:: TASK OBJECTIVE ::
In the records below, locate the line containing "In this picture, where can the ceiling fan light", then output that line and all later lines exactly, through the last one.

Records drawn from a dataset:
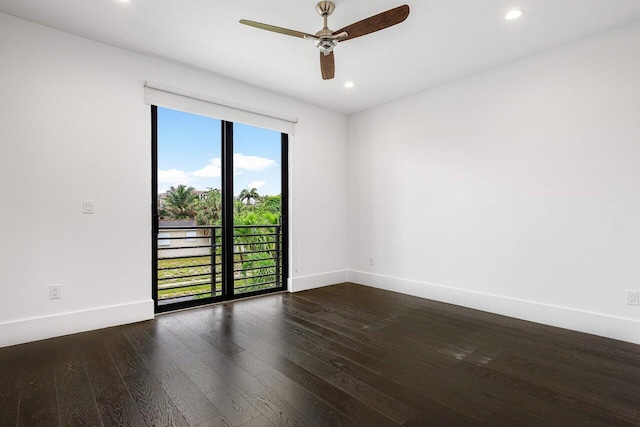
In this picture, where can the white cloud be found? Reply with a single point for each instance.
(241, 163)
(209, 171)
(256, 185)
(173, 176)
(252, 163)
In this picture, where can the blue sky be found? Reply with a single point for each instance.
(189, 153)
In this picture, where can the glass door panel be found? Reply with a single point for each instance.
(188, 207)
(257, 231)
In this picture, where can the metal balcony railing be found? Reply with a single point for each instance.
(190, 261)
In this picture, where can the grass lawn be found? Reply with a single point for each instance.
(172, 283)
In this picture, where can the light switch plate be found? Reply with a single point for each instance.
(87, 206)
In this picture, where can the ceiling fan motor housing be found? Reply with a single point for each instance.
(326, 45)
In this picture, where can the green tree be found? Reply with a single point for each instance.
(180, 202)
(209, 208)
(250, 197)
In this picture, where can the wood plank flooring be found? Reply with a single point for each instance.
(344, 355)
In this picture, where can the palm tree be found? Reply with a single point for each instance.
(180, 202)
(209, 208)
(249, 195)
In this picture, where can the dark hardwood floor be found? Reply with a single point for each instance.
(340, 355)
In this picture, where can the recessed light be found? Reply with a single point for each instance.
(513, 14)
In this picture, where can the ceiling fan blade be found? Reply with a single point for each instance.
(376, 23)
(275, 29)
(327, 66)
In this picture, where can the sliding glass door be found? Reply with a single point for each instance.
(219, 211)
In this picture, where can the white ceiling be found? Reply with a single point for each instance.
(441, 40)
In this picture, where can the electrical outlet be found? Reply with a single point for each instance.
(87, 206)
(55, 291)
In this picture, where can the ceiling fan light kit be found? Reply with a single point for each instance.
(326, 40)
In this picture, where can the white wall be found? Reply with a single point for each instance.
(515, 191)
(74, 126)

:: EXERCISE RESPONSE ::
In this picture, where can the ceiling fan light kit be found? Reply with a single point for each instance.
(326, 40)
In this picture, where can the white wall be found? Reply with a single point for each instance.
(515, 191)
(74, 126)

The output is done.